- _Data for processing_:
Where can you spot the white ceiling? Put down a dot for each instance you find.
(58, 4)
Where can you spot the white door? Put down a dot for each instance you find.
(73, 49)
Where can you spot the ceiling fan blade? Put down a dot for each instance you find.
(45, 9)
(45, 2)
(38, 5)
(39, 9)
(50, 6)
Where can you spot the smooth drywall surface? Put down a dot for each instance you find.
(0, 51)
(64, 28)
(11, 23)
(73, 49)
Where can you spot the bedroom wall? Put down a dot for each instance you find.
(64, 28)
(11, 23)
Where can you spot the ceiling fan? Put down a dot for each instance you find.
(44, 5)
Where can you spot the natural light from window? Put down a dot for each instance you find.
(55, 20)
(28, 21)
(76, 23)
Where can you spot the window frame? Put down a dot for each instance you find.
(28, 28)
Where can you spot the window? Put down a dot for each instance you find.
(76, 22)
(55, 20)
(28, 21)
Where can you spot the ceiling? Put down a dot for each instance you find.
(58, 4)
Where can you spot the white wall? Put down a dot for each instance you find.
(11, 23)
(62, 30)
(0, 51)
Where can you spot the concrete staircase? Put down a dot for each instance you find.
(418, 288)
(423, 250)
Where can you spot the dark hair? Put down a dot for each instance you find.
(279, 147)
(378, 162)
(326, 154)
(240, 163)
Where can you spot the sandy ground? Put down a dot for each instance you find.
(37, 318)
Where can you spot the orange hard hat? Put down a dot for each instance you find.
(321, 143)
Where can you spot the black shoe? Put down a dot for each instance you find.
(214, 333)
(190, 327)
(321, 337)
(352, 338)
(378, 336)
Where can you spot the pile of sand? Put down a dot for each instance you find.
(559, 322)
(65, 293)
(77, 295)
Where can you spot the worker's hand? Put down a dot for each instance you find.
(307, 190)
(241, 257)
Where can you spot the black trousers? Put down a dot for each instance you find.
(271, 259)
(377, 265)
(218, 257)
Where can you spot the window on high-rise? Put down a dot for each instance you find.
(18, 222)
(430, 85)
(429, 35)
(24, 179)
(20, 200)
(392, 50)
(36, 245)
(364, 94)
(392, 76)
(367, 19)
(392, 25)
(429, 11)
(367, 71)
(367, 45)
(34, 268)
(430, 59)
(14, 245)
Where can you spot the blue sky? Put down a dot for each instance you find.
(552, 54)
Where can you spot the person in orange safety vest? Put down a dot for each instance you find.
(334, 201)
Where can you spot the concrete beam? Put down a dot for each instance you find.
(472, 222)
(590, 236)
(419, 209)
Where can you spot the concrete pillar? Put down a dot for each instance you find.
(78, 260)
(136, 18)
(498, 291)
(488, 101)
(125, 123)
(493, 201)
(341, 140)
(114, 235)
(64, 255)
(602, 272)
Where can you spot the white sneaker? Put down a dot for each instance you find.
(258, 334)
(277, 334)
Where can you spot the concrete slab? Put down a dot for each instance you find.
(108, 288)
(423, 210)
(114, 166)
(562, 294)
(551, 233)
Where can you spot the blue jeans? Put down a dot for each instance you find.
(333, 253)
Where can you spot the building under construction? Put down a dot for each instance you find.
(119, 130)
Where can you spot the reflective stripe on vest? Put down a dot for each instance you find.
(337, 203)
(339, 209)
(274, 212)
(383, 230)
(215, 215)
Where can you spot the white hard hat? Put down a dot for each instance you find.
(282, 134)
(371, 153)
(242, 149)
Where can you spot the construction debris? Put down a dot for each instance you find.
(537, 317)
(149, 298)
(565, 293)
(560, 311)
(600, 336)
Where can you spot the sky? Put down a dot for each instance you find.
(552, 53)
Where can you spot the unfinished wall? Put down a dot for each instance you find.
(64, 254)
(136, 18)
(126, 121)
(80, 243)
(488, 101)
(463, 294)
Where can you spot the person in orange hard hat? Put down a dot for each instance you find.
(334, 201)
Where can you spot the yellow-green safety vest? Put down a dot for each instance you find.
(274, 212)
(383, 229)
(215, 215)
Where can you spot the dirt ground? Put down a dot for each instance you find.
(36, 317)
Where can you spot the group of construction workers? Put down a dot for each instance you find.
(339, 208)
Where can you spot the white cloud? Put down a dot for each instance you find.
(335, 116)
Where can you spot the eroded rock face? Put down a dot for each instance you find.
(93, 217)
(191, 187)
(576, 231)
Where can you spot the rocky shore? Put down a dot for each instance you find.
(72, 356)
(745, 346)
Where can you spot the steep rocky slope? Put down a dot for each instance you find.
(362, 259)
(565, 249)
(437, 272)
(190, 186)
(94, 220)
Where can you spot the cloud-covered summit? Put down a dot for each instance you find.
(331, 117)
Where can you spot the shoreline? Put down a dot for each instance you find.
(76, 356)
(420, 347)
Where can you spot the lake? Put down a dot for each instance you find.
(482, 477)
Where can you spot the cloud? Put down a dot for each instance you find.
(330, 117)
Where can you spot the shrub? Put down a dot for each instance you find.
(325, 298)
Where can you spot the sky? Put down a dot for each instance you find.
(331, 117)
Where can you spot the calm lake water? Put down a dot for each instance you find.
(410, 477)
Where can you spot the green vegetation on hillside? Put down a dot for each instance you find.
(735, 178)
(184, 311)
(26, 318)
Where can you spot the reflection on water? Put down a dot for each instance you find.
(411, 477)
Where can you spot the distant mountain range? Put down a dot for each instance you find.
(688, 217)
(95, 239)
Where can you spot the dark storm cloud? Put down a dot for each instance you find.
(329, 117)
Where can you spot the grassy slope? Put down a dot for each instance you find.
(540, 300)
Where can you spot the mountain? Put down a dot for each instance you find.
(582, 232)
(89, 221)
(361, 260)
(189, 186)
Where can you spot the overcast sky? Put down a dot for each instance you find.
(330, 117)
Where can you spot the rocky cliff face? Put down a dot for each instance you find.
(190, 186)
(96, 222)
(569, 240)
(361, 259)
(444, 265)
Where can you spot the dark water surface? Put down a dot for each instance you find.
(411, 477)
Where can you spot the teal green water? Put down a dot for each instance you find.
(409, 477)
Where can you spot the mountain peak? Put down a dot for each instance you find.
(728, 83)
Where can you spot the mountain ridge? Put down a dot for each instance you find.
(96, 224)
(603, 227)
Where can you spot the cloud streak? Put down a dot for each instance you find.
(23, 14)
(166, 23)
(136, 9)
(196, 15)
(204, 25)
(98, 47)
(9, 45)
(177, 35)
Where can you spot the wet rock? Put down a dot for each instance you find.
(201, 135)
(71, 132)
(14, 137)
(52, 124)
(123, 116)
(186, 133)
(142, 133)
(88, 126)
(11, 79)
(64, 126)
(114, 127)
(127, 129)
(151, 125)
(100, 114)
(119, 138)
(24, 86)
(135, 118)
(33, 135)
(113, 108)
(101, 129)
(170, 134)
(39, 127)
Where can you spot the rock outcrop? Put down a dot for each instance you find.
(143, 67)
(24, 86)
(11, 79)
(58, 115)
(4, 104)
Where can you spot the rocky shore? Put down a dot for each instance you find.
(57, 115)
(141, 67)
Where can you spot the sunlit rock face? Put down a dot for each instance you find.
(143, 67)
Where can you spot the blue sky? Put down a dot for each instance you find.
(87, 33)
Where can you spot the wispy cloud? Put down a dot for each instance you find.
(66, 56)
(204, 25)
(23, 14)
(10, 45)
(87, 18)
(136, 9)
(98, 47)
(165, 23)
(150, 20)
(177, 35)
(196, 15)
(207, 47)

- _Exercise instructions_:
Every entry should be transcribed exactly, with nothing omitted.

- _Result of this task_:
Where can you spot the white ceiling? Put down a dot for each instance you find.
(58, 4)
Where can you spot the white door? Put down a dot for each instance you find.
(73, 49)
Where can you spot the ceiling fan blade? Put down a dot for each instance you find.
(45, 9)
(45, 2)
(38, 5)
(39, 9)
(50, 6)
Where can you spot the smooth drywall surface? Put down a dot for each instance you find.
(0, 51)
(64, 28)
(11, 23)
(73, 49)
Where can you spot the bedroom wall? Put down a dot for each instance you find.
(64, 28)
(11, 23)
Where can you spot the ceiling fan? Put down a dot for each instance you find.
(44, 5)
Where can you spot the natural light from window? Put down a dot for each instance you find.
(55, 20)
(28, 21)
(76, 23)
Where can you spot the window frame? Put down a dot for each instance you find.
(28, 28)
Where can you spot the window? Put down a dot for each instance you find.
(76, 22)
(55, 20)
(28, 21)
Where can you spot the ceiling? Put down a dot for each instance you find.
(58, 4)
Where can you spot the white wall? Put down a dot for each instance you find.
(11, 23)
(62, 30)
(0, 51)
Where can you spot the concrete staircase? Put down a dot for each instance you find.
(418, 288)
(423, 250)
Where can you spot the dark hair? Put down a dot for each instance you find.
(279, 147)
(378, 162)
(326, 154)
(240, 163)
Where can you spot the sandy ground? Put down a dot for each instance you find.
(37, 318)
Where can you spot the orange hard hat? Put down a dot for each instance you find.
(321, 143)
Where can you spot the black shoe? Put down a dot for each instance you find.
(214, 333)
(190, 327)
(321, 337)
(352, 338)
(378, 336)
Where can you spot the pile of sand? Put down a dot for each instance you find.
(559, 322)
(65, 293)
(77, 295)
Where can you spot the worker's hand? Put down a dot for each instance you find.
(307, 190)
(241, 257)
Where can you spot the black trousers? Put down a dot for each instance you find.
(271, 259)
(377, 265)
(218, 257)
Where can you spot the window on high-rise? Put down a dot for each instance you find.
(18, 222)
(430, 85)
(429, 35)
(24, 179)
(20, 200)
(392, 50)
(36, 245)
(364, 94)
(392, 76)
(367, 19)
(392, 25)
(429, 11)
(367, 71)
(367, 45)
(34, 268)
(430, 59)
(14, 245)
Where can you spot the blue sky? Put down a dot for each instance you find.
(552, 54)
Where can you spot the person in orange safety vest? Put down a dot for each instance you find.
(334, 201)
Where can you spot the concrete beam? Put down a dot for each instance you find.
(472, 222)
(590, 236)
(419, 209)
Where can you spot the concrete pillar? Put down a dot for each instance you find.
(78, 260)
(136, 18)
(498, 291)
(488, 101)
(125, 123)
(493, 201)
(341, 140)
(114, 235)
(64, 255)
(602, 272)
Where can you spot the white sneaker? Put down a dot for each instance you find.
(258, 334)
(277, 334)
Where can you spot the concrete slab? Put down a dot for each instance you find.
(108, 288)
(423, 210)
(114, 166)
(562, 294)
(551, 233)
Where can you spot the blue jeans? Put down a dot for each instance you find.
(333, 253)
Where can you spot the building under construction? Put down a dot for each instance you find.
(119, 130)
Where can you spot the reflective stripe on vest? Put down a dot for each instance you find.
(337, 203)
(339, 209)
(274, 212)
(383, 230)
(215, 215)
Where can you spot the white hard hat? Put down a dot for each instance you find.
(282, 134)
(371, 153)
(242, 149)
Where can you spot the construction debris? Put down a dot for each instance you find.
(537, 317)
(149, 298)
(565, 293)
(560, 311)
(600, 336)
Where can you spot the sky? Put down a dot for each instance you find.
(552, 53)
Where can you spot the unfinished wall? Put down a dot for each instance you find.
(64, 254)
(136, 18)
(126, 121)
(80, 243)
(488, 101)
(463, 294)
Where can you spot the person in orange hard hat? Put down a dot for each instance you find.
(334, 201)
Where can you spot the yellow-green safety vest? Put down a dot for each instance you find.
(274, 212)
(383, 229)
(215, 215)
Where can you spot the dirt ground? Put down a dot for each instance you find.
(36, 317)
Where can you spot the group of construction workers? Put down a dot for each instance you find.
(339, 208)
Where can you spot the white cloud? Put down a dot for each instance you find.
(335, 116)
Where can you spot the eroded rock face? Put down a dot for each instance you find.
(93, 217)
(191, 187)
(576, 231)
Where can you spot the rocky shore? Put down a dot for each instance you find.
(72, 356)
(745, 346)
Where can you spot the steep rocky slope? Put down a dot for each instance you find.
(362, 259)
(565, 249)
(437, 272)
(190, 186)
(94, 220)
Where can you spot the cloud-covered summit? Put down a dot for each instance you find.
(331, 117)
Where can you spot the shoreline? Put down a dot for each instance you find.
(76, 356)
(420, 347)
Where can you spot the lake? Put down a dot for each instance you find.
(482, 477)
Where can you spot the cloud? Put down a dot for each instance you find.
(330, 117)
Where can you spot the shrub? Put down a dot for each instance you find.
(325, 298)
Where can you spot the sky? Put down a dot for each instance you find.
(331, 117)
Where can you spot the calm lake water? Put down a dot for each instance you find.
(410, 477)
Where can you spot the green vegetation on hillside? Put down a dot for each instance you find.
(735, 178)
(184, 311)
(26, 318)
Where can you spot the reflection on water? Put down a dot for each instance you find.
(411, 477)
Where can you spot the distant mountain range? Put down a dot for each instance you find.
(688, 217)
(95, 239)
Where can you spot the dark storm cloud? Put down a dot for each instance you find.
(329, 117)
Where can you spot the grassy slope? Put down a dot for each instance you find.
(540, 300)
Where can you spot the mountain? Put down a dot for each instance you find.
(582, 232)
(89, 221)
(361, 260)
(189, 186)
Where can you spot the overcast sky? Put down a dot for each instance you find.
(330, 117)
Where can you spot the rocky cliff face? Put down a dot for each instance you find.
(190, 186)
(96, 222)
(569, 240)
(361, 259)
(444, 265)
Where can you spot the dark water surface? Put down a dot for each instance you find.
(411, 477)
Where can you spot the teal green water? Put down a dot for each instance you find.
(409, 477)
Where can you spot the mountain peak? Put down a dot for each instance you find.
(728, 83)
Where can you spot the mountain ridge? Put down a dot for each instance you find.
(96, 224)
(603, 227)
Where can you spot the cloud streak? Put down a dot for each instance you find.
(23, 14)
(166, 23)
(136, 9)
(196, 15)
(204, 25)
(98, 47)
(9, 45)
(177, 35)
Where can you spot the wet rock? Put down a dot for each instance you find.
(201, 135)
(71, 132)
(14, 137)
(52, 124)
(123, 116)
(186, 133)
(142, 133)
(88, 126)
(11, 79)
(64, 126)
(114, 127)
(127, 129)
(151, 125)
(100, 114)
(119, 138)
(24, 86)
(135, 118)
(33, 135)
(113, 108)
(101, 129)
(170, 134)
(39, 127)
Where can you spot the rock outcrop? Put down a dot for each instance you find.
(143, 67)
(24, 86)
(11, 79)
(58, 115)
(4, 104)
Where can you spot the rocky shore? Put down a dot for each instance you find.
(57, 115)
(141, 67)
Where can you spot the sunlit rock face? Put down a dot for each instance you find.
(143, 67)
Where can you spot the blue sky? Put down a dot for each instance you find.
(87, 33)
Where can you spot the wispy cloud? Put down a dot for each instance you find.
(66, 56)
(204, 25)
(23, 14)
(10, 45)
(87, 18)
(136, 9)
(98, 47)
(165, 23)
(150, 20)
(177, 35)
(196, 15)
(207, 47)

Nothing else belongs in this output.